**** TRECHO PARA LEITURA

Polemista experimentado noutros centros de cultura do País — como Rio de Janeiro e Curitiba — bateu-se o Dr. J. J. de Carvalho sem desfalecimento na defesa de suas ideias, antes e depois de criada a Academia dos seus sonhos, contra a incompreensão do meio, visceralmente infenso a tais inovações. Com relação a esses interessantíssimos debates, a que oportunamente voltaremos, pisamos em terreno firme. Mas, a partir desse ponto, digamos, da inauguração da Academia, ressente-se a pesquisa por falta de material idôneo, tais e tantas são as lacunas causadas pelo tempo e o descaso dos contemporâneos, com a perda de livros de atas e a inexistência de depoimentos pessoais — cartas ou memórias, escritos vários e de ocasião que, de algum modo, satisfizessem os justos reclamos da nossa curiosidade.

********
**** DADOS EXTRAÍDOS

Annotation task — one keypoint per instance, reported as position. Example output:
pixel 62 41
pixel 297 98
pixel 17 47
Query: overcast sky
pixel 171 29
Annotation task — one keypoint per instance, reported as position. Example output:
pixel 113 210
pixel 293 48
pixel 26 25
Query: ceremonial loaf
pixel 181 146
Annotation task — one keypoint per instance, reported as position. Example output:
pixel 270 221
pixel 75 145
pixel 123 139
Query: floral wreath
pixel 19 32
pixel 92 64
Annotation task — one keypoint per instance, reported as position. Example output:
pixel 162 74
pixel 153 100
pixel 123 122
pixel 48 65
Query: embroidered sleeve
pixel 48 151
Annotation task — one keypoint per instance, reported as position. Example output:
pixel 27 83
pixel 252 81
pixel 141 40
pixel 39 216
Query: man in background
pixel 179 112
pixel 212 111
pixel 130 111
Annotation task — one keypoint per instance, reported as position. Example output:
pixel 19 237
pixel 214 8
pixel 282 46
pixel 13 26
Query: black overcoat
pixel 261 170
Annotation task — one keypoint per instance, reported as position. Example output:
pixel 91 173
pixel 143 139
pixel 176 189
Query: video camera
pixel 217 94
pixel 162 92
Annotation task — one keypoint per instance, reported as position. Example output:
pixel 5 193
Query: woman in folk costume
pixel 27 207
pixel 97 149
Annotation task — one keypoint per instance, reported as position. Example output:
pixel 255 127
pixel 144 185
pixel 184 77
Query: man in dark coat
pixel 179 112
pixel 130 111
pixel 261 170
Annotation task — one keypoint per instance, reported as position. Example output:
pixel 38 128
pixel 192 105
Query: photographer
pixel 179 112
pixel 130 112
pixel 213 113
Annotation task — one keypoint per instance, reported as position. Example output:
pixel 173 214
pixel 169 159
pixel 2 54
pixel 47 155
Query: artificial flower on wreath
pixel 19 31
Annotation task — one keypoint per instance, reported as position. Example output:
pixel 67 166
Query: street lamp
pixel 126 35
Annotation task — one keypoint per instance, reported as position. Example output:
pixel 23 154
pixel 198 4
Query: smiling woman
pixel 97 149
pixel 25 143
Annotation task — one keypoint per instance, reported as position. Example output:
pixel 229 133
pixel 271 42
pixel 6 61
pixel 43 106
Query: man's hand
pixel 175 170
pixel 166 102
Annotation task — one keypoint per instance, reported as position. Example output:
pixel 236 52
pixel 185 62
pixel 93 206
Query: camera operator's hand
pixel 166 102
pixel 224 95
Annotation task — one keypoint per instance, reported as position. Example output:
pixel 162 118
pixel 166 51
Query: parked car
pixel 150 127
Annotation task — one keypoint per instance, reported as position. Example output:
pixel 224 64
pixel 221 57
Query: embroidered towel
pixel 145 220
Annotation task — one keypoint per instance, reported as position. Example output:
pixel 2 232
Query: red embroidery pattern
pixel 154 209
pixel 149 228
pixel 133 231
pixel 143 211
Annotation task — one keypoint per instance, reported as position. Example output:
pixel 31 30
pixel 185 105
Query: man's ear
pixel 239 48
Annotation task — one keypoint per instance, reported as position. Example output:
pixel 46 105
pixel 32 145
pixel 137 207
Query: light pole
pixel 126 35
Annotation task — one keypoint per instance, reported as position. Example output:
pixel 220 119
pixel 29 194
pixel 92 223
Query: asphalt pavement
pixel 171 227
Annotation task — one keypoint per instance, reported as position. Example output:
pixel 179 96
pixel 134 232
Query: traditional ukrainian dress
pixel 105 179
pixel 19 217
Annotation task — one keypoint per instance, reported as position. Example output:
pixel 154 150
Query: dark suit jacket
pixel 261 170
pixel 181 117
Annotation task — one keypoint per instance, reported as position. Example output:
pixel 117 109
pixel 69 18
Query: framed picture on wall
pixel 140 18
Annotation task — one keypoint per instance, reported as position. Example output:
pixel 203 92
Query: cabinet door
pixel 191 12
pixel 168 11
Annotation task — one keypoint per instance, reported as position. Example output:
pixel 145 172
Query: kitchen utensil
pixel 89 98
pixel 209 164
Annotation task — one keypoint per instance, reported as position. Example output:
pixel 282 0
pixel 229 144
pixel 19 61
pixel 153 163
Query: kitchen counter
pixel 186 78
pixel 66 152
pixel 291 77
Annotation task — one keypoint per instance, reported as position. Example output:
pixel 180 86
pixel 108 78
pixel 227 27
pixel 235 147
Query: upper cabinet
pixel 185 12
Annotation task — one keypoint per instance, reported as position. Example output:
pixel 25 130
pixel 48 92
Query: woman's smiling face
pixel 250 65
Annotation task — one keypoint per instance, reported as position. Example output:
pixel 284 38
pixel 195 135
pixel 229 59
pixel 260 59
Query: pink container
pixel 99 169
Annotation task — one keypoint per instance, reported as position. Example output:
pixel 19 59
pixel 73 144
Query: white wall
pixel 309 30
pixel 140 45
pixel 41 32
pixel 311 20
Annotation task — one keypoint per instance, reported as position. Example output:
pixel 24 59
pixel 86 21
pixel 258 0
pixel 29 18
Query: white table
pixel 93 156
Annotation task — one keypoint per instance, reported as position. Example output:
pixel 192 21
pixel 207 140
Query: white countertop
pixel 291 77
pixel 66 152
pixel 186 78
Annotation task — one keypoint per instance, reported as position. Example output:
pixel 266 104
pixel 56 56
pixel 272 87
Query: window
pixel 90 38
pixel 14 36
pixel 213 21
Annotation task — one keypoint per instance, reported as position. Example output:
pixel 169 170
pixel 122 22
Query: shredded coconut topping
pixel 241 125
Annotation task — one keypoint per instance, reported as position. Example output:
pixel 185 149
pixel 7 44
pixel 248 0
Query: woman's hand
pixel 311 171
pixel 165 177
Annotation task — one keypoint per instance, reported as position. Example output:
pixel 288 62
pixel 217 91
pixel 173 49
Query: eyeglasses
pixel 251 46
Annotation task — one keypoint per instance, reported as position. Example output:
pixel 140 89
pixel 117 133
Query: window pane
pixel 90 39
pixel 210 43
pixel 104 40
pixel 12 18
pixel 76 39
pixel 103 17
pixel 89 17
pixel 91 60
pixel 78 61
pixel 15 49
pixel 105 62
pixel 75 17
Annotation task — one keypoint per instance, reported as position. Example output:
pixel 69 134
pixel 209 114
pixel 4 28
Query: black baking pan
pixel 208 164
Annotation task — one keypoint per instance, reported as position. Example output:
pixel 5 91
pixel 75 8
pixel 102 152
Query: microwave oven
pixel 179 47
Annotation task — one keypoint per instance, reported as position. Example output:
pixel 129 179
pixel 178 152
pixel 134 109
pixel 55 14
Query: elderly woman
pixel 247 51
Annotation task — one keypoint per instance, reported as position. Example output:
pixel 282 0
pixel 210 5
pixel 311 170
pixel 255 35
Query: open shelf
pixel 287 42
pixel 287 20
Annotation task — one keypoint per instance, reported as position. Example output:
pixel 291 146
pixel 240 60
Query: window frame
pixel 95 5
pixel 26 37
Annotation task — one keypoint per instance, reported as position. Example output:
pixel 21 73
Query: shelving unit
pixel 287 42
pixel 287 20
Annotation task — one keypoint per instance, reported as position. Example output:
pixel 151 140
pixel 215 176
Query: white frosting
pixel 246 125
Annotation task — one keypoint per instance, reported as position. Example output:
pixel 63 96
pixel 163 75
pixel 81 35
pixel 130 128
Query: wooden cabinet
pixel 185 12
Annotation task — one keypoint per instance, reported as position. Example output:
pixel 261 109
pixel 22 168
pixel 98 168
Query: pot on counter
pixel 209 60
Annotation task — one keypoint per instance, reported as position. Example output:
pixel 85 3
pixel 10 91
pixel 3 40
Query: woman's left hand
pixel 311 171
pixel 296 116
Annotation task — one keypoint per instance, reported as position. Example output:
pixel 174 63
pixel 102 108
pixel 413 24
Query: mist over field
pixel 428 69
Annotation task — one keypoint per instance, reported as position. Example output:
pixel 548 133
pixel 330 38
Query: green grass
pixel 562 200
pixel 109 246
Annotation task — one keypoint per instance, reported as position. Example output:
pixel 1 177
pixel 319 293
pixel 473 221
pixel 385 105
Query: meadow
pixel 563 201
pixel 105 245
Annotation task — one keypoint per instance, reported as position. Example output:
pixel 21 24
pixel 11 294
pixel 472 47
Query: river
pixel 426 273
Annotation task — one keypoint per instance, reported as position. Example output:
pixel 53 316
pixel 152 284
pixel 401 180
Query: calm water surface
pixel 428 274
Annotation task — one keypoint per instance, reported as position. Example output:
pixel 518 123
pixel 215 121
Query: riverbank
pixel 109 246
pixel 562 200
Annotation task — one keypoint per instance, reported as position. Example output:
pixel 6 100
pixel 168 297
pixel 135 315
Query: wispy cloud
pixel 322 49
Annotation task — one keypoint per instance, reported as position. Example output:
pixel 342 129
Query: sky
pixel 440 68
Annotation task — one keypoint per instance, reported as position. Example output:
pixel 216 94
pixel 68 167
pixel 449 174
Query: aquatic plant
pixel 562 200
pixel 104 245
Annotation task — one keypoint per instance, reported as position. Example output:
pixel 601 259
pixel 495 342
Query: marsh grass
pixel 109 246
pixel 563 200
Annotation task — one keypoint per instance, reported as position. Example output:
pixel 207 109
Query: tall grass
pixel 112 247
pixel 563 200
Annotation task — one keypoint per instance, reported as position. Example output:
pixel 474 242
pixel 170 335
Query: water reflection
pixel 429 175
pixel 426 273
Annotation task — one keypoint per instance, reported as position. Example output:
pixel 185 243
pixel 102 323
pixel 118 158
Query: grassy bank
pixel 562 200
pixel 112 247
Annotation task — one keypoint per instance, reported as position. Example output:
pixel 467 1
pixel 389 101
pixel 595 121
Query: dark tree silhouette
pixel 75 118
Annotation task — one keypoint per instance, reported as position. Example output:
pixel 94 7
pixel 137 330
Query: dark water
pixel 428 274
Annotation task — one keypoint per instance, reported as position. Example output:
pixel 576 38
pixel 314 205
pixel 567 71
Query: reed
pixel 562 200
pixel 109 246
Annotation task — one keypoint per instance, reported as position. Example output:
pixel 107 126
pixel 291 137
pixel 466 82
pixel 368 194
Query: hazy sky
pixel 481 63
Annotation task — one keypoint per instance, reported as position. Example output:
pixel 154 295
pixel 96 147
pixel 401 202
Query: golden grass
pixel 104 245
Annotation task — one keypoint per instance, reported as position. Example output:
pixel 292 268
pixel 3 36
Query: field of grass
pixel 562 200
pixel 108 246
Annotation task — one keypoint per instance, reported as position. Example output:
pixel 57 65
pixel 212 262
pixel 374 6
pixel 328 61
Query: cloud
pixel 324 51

********

- _OBJETIVO 1_
Segundo o trecho para leitura, em quais centros de cultura do País o Dr. J. J. de Carvalho já havia atuado como polemista?
- _OBJETIVO 2_
Enumere os tipos de depoimentos pessoais que, de acordo com o trecho para leitura, não existem.
- _OBJETIVO 3_
Reescreva a parte do trecho para leitura que começa em "Polemista experimentado noutros" e termina em "da nossa curiosidade.", substituindo "lacunas" por "falhas".

- _RESPOSTA COMPLETA 1_
No Rio de Janeiro e em Curitiba.

- _RESPOSTA COMPLETA 2_
Cartas, memórias, escritos vários e de ocasião.

- _RESPOSTA COMPLETA 3_
Polemista experimentado noutros centros de cultura do País — como Rio de Janeiro e Curitiba — bateu-se o Dr. J. J. de Carvalho sem desfalecimento na defesa de suas ideias, antes e depois de criada a Academia dos seus sonhos, contra a incompreensão do meio, visceralmente infenso a tais inovações. Com relação a esses interessantíssimos debates, a que oportunamente voltaremos, pisamos em terreno firme. Mas, a partir desse ponto, digamos, da inauguração da Academia, ressente-se a pesquisa por falta de material idôneo, tais e tantas são as falhas causadas pelo tempo e o descaso dos contemporâneos, com a perda de livros de atas e a inexistência de depoimentos pessoais — cartas ou memórias, escritos vários e de ocasião que, de algum modo, satisfizessem os justos reclamos da nossa curiosidade.